> TASK TO CARRY OUT
All the entries that follow are to be returned exactly.

#####

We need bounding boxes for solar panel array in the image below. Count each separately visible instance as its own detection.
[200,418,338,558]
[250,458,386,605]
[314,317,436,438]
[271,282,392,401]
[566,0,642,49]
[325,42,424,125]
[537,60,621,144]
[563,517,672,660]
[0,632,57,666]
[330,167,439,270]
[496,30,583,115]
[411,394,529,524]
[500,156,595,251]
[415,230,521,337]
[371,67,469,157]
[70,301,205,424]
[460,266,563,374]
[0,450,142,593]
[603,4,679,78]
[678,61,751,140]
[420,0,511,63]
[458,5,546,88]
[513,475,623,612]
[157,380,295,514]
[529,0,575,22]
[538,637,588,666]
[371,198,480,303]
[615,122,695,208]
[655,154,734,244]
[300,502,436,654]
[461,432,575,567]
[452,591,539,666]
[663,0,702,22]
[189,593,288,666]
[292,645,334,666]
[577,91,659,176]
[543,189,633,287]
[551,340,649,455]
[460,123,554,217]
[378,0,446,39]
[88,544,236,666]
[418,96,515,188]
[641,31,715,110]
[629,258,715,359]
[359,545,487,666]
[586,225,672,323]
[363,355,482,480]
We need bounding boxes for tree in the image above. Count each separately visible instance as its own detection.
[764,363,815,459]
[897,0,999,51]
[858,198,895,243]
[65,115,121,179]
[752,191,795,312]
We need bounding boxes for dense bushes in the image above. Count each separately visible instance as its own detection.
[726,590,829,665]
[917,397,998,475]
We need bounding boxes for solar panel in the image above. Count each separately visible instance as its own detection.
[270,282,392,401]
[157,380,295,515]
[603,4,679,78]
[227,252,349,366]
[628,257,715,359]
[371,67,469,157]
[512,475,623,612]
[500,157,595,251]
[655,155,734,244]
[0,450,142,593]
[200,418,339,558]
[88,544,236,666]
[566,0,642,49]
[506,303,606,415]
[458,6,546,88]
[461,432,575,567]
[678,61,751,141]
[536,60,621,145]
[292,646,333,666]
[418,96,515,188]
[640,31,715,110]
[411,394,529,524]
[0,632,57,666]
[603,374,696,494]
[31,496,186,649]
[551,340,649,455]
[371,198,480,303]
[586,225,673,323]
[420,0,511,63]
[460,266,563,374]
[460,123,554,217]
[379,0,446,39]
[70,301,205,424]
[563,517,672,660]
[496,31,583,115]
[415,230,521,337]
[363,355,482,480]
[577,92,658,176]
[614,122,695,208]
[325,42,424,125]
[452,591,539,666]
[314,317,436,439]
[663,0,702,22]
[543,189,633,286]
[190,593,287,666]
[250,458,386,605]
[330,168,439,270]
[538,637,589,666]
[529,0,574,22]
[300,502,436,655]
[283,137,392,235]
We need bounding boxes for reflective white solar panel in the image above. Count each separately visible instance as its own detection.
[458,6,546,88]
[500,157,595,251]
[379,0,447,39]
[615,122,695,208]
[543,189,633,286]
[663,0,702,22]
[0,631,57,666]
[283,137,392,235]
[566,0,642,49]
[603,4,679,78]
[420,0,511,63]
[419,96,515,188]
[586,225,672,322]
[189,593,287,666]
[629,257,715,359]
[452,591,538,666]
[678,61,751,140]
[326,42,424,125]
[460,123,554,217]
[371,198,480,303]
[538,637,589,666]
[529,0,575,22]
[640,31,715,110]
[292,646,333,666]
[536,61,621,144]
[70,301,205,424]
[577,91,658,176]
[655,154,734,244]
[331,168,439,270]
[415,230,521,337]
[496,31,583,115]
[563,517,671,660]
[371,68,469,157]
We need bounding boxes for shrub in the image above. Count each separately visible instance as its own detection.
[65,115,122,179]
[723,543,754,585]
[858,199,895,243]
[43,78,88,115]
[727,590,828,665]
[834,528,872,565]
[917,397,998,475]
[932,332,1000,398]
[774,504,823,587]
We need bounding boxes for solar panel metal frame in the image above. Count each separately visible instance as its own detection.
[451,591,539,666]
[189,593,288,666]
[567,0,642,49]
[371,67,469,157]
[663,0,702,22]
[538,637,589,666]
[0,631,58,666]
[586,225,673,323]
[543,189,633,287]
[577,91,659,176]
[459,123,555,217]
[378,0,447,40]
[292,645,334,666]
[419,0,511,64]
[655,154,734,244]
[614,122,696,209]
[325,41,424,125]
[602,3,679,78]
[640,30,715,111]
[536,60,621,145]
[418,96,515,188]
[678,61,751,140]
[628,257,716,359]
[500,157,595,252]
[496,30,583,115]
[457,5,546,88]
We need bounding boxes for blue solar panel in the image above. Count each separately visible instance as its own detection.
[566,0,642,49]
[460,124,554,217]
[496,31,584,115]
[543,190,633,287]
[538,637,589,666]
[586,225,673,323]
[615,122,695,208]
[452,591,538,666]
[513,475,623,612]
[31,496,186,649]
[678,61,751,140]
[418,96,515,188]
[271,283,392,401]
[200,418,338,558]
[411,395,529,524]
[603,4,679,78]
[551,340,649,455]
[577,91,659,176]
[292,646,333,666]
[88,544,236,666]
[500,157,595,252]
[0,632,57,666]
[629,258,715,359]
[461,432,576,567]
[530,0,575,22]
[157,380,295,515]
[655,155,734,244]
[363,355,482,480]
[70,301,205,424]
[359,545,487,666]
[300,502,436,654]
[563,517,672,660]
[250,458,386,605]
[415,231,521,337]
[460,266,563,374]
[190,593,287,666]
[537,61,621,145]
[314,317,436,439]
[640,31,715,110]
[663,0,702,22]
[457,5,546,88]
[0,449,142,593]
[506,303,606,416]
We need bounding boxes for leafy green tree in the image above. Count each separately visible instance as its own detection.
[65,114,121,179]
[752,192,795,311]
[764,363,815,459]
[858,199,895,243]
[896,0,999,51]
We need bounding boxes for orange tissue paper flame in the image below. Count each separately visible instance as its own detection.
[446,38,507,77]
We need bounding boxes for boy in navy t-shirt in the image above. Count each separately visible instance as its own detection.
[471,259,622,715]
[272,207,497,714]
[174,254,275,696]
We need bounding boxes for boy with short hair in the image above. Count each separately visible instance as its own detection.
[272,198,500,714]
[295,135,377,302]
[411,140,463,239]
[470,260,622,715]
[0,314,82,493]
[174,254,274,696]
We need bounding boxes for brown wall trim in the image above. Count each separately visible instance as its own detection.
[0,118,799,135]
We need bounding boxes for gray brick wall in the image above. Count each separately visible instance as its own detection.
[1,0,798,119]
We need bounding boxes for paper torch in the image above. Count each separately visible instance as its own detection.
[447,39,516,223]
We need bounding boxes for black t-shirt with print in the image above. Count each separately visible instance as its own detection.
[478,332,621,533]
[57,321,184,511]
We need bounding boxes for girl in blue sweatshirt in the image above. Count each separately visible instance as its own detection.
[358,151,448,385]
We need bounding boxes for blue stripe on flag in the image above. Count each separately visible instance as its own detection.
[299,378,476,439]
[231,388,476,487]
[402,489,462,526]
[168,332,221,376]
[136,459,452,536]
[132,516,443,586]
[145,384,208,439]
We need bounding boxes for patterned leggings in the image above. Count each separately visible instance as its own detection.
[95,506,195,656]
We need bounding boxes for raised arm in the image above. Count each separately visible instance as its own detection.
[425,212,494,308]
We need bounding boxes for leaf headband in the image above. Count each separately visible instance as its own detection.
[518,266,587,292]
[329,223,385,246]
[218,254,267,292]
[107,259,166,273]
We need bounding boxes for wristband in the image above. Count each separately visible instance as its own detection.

#####

> EXPECTED ANSWER
We need bounding boxes for solar panel array in the image below. Count each separately visible instance as its own detection.
[200,418,338,558]
[250,458,386,605]
[314,317,436,438]
[271,282,392,401]
[566,0,642,49]
[325,42,424,125]
[537,60,621,144]
[563,517,672,660]
[0,632,57,666]
[330,167,439,270]
[496,30,583,115]
[411,394,529,524]
[500,156,595,251]
[415,230,521,337]
[371,67,469,157]
[70,301,205,424]
[460,266,563,374]
[0,450,142,593]
[603,4,679,78]
[678,61,751,140]
[420,0,511,63]
[458,5,546,88]
[513,475,623,612]
[157,380,295,514]
[529,0,575,22]
[538,637,588,666]
[371,198,480,303]
[615,122,695,208]
[655,154,734,244]
[300,502,436,654]
[461,432,575,567]
[452,591,539,666]
[663,0,702,22]
[189,593,288,666]
[292,645,334,666]
[577,91,659,176]
[543,189,633,287]
[551,340,649,455]
[460,123,554,217]
[378,0,446,39]
[88,544,236,666]
[418,96,515,188]
[641,31,715,110]
[629,258,715,359]
[359,545,487,666]
[586,225,672,323]
[363,355,482,480]
We need bounding boxes for tree in the image above. Count each separately visible instance as its own detection.
[764,363,815,459]
[897,0,999,51]
[858,198,895,243]
[65,115,121,179]
[752,191,795,312]
We need bounding boxes for dense bushes in the image above. Count each separately visible instance as its own detection.
[726,590,829,665]
[917,397,998,475]
We need bounding boxes for solar panel in the image above. Count each separately visible instance as its own detection.
[270,282,392,401]
[157,380,295,515]
[603,4,679,78]
[227,252,349,366]
[628,257,715,359]
[371,67,469,157]
[512,475,623,612]
[500,157,595,251]
[655,155,734,244]
[0,450,142,593]
[200,418,339,558]
[88,544,236,666]
[566,0,642,49]
[506,303,606,415]
[458,6,546,88]
[461,432,575,567]
[678,61,751,141]
[536,60,621,145]
[292,646,333,666]
[418,96,515,188]
[640,31,715,110]
[411,394,529,524]
[0,632,57,666]
[603,374,696,494]
[31,496,186,649]
[551,340,649,455]
[371,198,480,303]
[586,225,673,323]
[420,0,511,63]
[460,266,563,374]
[460,123,554,217]
[379,0,446,39]
[70,301,205,424]
[563,517,672,660]
[496,31,583,115]
[415,230,521,337]
[363,355,482,480]
[577,92,658,176]
[614,122,695,208]
[325,42,424,125]
[452,591,539,666]
[314,317,436,439]
[663,0,702,22]
[543,189,633,286]
[190,593,287,666]
[250,458,386,605]
[330,168,439,270]
[538,637,589,666]
[529,0,574,22]
[300,502,436,655]
[283,137,392,235]
We need bounding boxes for reflective white solar panel in the image above. Count each separately visible instance as its own detection.
[458,6,546,88]
[500,157,595,251]
[379,0,447,39]
[615,122,695,208]
[543,189,633,286]
[663,0,702,22]
[0,631,57,666]
[283,137,392,235]
[566,0,642,49]
[603,4,679,78]
[420,0,511,63]
[419,96,515,188]
[586,225,672,322]
[189,593,287,666]
[629,257,715,359]
[452,591,538,666]
[678,61,751,140]
[326,42,424,125]
[460,123,554,217]
[371,198,480,303]
[538,637,589,666]
[529,0,575,22]
[640,31,715,110]
[292,646,333,666]
[536,61,621,144]
[70,301,205,424]
[577,91,658,176]
[655,154,734,244]
[331,168,439,270]
[415,230,521,337]
[496,31,583,115]
[563,517,671,660]
[371,68,469,157]
We need bounding boxes for shrub in the image above. Count each separately visible instance as its own detection.
[65,115,122,179]
[723,543,754,585]
[858,199,895,243]
[43,78,88,115]
[727,590,828,665]
[834,528,872,565]
[917,397,998,475]
[932,332,1000,398]
[774,504,823,587]
We need bounding boxes for solar panel metal frame in the image above. Count each separately visible instance as its own detection.
[451,591,539,666]
[189,593,288,666]
[567,0,642,49]
[371,67,469,157]
[663,0,702,22]
[538,637,589,666]
[0,631,58,666]
[586,225,673,323]
[543,189,633,287]
[577,91,659,176]
[459,123,555,217]
[378,0,447,40]
[292,645,334,666]
[419,0,511,64]
[655,154,734,244]
[614,122,696,209]
[325,41,424,125]
[602,3,679,78]
[640,30,715,111]
[536,60,621,145]
[418,96,515,188]
[678,61,751,140]
[628,257,716,359]
[500,157,595,252]
[496,30,583,115]
[457,5,546,88]
We need bounding boxes for blue solar panel in the image above. Count each separately visible instance as its own detection.
[566,0,642,49]
[460,124,554,217]
[496,31,584,115]
[543,190,633,287]
[538,637,589,666]
[586,225,673,323]
[615,122,695,208]
[452,591,538,666]
[513,475,623,612]
[31,496,186,649]
[678,61,751,140]
[418,96,515,188]
[271,283,392,401]
[200,418,338,558]
[411,395,529,524]
[603,4,679,78]
[551,340,649,455]
[577,91,659,176]
[292,646,333,666]
[88,544,236,666]
[500,157,595,252]
[0,632,57,666]
[629,258,715,359]
[461,432,576,567]
[530,0,575,22]
[157,380,295,515]
[655,155,734,244]
[363,355,482,480]
[70,301,205,424]
[359,545,487,666]
[300,502,436,654]
[563,517,672,660]
[250,458,386,605]
[415,231,521,337]
[460,266,563,374]
[190,593,287,666]
[537,61,621,145]
[314,317,436,439]
[640,31,715,110]
[663,0,702,22]
[457,5,546,88]
[0,449,142,593]
[506,303,606,416]
We need bounding boxes for leafy green tree in the image above. Count each separately visible instance as its own detection.
[65,114,121,179]
[752,192,795,311]
[764,363,815,459]
[858,199,895,243]
[896,0,999,51]
We need bounding boxes for orange tissue paper flame in the image below. Count each separately visible instance as its own detection.
[446,38,507,77]
We need bounding boxes for boy in navy t-shirt in the image above. Count each separately visible instance as its own detection.
[471,259,622,715]
[272,207,497,714]
[174,254,275,696]
We need bounding boxes for boy with short hair in the image above. Count each separately visible instance as its own detection.
[272,198,500,714]
[295,135,377,302]
[411,140,463,239]
[470,260,622,715]
[0,314,82,493]
[174,254,274,696]
We need bounding boxes for brown wall trim in the image above. Count each separately visible instance as its own detection.
[0,118,799,135]
We need bounding boxes for gray brick wall in the image above. Count each separately visible instance as its own detection.
[1,0,798,119]
We need bounding boxes for paper torch in the image above. Count each separately visible instance as its own detection.
[447,39,516,223]
We need bounding boxes for black t-shirt with print in the image above. Count each separately visible instance as its own detection.
[478,332,621,533]
[57,321,184,511]
We need bounding boxes for girl in blue sweatshirt in the image above. Count each separately visible instance as its own detection.
[358,151,448,385]
We need bounding boxes for blue stripe on flag in the image above. Count each separately visible instance as its own detection.
[299,378,476,439]
[231,388,476,487]
[402,489,462,526]
[168,332,221,376]
[136,459,452,536]
[132,516,443,586]
[145,384,208,439]
We need bounding boxes for patterned leggings in the image above. Count each separately visible instance as its own detection.
[95,506,195,656]
We need bounding boxes for raised arm in the image above. Count each separately visible instance as its own detection.
[425,212,494,308]
We need bounding boxes for leaf headband in the image above. Count each separately visible instance as its own detection.
[518,266,587,292]
[329,223,385,246]
[218,254,267,292]
[107,259,166,273]
We need bounding boxes for wristband in the image above. Count each separately visible instance as its own detection.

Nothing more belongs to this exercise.